CONSEGNA: Scrivi il seguito della recensione del romanzo «Raivo», riprendendo subito dopo l'ultima frase riportata.

BRANO DA LEGGERE:
========================================

Millennio di fuoco: Raivo (Millennio di fuoco, #2)Millennio di fuoco: Raivo by Cecilia Randall
My rating: 2 of 5 stars

"“Mille anni di sangue” si ripetè Seija. Si compivano proprio quel giorno. Nell'anniversario dell'inizio della guerra i cristiani festeggiavano la nascita del Nazareno e i saahavi il sole"


SUI DEMONI CAMPIONI DI CHARADE

Dopo l'esperienza di lettura tutt'altro che idilliaca di "Seija", non avevo granché voglia di leggere la conclusione de Il millennio di fuoco, eppure eccomi qui a parlare di "Raivo" dopo neanche un paio di mesi, in parte per non dimenticare del tutto il primo volume (e dovermi sottoporre ad una dolorosa rilettura!) e un po' per poter mettere la parola fine a questa serie deludente. Almeno posso accantonare la prosa di Randall finché non mi deciderò ad affrontare "Gens Arcana"; ma questo è un problema che addosso senza vergogna alla me stessa del futuro.
La narrazione riprende qualche settimana dopo l'epilogo del primo libro: Seija sta per andare in sposa all'aspirante imperatore per un accordo che darà al popolo saahavi una terra in cui vivere e ai cristiani il segreto per forgiare le lame fiamme; nei territori controllati dai vaivar invece Raivo è impegnato in diverse battaglie, ma aspetta solo l'occasione giusta per eliminare il futuro marito di lei. Anche in questo sequel abbiamo alcune parti raccontate dal punto di vista del generale Maharashta, che però risultano molto più numerose e dettagliate, causando un problema analogo a quello di "Questo oscuro duetto": il lettore non può stupirsi di nulla, già sapendo perfettamente cosa faranno gli antagonisti, ma non è il solo passo falso della trama. Se la prima metà del volume si presenta infatti come una continuazione grosso modo lineare di "Seija", nella seconda l'autrice ribalta completamente la situazione e -con forzature a profusione- porta la sua storia verso una conclusione tanto affrettata quanto zuccherosamente in disaccordo con il tono della serie fino a quel punto.

========================================

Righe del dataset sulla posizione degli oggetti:
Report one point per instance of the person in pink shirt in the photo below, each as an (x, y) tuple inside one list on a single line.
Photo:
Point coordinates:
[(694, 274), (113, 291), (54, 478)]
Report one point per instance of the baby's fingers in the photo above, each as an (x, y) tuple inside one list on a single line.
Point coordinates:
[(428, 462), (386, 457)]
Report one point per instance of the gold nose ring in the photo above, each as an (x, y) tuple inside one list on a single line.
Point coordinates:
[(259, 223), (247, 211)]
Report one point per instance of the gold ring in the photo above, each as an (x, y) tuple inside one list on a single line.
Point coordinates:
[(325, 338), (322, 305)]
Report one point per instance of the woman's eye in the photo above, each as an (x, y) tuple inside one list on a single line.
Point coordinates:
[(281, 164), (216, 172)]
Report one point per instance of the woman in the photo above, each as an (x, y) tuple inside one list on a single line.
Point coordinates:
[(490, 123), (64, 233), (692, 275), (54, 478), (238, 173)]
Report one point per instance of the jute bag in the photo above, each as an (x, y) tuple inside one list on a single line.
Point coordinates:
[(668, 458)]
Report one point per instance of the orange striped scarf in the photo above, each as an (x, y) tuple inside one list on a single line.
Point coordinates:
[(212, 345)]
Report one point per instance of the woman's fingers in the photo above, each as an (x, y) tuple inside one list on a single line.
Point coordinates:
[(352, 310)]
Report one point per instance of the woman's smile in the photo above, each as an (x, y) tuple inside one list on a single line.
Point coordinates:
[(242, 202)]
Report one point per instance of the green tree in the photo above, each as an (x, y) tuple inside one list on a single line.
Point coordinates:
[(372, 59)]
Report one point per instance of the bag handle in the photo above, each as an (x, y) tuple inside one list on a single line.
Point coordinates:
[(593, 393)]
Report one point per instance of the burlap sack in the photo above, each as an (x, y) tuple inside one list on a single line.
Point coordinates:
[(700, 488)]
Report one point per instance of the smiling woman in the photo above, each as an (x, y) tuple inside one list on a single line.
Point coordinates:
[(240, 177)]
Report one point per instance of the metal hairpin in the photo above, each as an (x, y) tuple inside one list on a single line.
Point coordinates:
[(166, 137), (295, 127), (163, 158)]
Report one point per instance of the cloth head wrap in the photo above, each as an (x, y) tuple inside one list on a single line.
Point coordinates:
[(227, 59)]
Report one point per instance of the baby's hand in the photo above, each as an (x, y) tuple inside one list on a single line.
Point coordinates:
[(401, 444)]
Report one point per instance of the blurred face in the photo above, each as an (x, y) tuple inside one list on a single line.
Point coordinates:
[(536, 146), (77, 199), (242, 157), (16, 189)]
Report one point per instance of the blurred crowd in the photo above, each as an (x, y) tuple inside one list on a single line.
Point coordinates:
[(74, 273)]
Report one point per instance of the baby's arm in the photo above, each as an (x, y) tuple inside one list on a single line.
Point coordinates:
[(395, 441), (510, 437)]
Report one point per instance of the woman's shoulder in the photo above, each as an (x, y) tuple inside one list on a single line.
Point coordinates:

========================================

RISPOSTA:
Sul fronte dei personaggi mi trovo a dover ribadire la mia impressione iniziale: sono tutti più che stereotipati, con l'unica eccezione del povero Heraii, che si meriterebbe di essere adottato da una famiglia amorevole anziché maltrattato da chiunque capiti in scena per più di mezza pagina. Mi hanno lasciato perplessa poi il ritorno di un vecchio personaggio -che da outsider totale diventa un conveniente deus ex machina- e la scelta di accantonare quasi del tutto la piccola Britte... fossi maliziosa arriverei a pensare che si tratta di una comoda scusa per non dover spiegare l'origine dei suoi poteri. Fortuna che non sono per nulla maliziosa.
Per quanto riguarda il world building invece viene fornito qualche elemento inedito sui vaivar, spiegando la loro origine in un modo forse raffazzonato ma che ho trovato sufficiente per dare una chiusa su questo mondo ucronico, soprattutto perché mi sembra chiaro che la cara Cecilia aveva fretta di concludere la storia senza perdersi in troppi dettagli. I nuovi poteri (o meglio, quelli che le vediamo finalmente utilizzare) delle neihme mi hanno lasciato per contro interdetta: con una manciata di queste creature si dovrebbe poter conquistare il mondo in un weekend! invece Ananta è ancora ferma lì da mille anni.
Lo stile di Randall non è di certo migliorato, ma in questo caso più che le frasi fatte si fanno notare le metafore: dozzine e dozzine di metafore tra le più banali che vi potrebbero venire in mente. Unica nota di merito è l'incredibile scorrevolezza della prosa, che riesce a rendere fluide anche le innumerevoli scene di battaglia.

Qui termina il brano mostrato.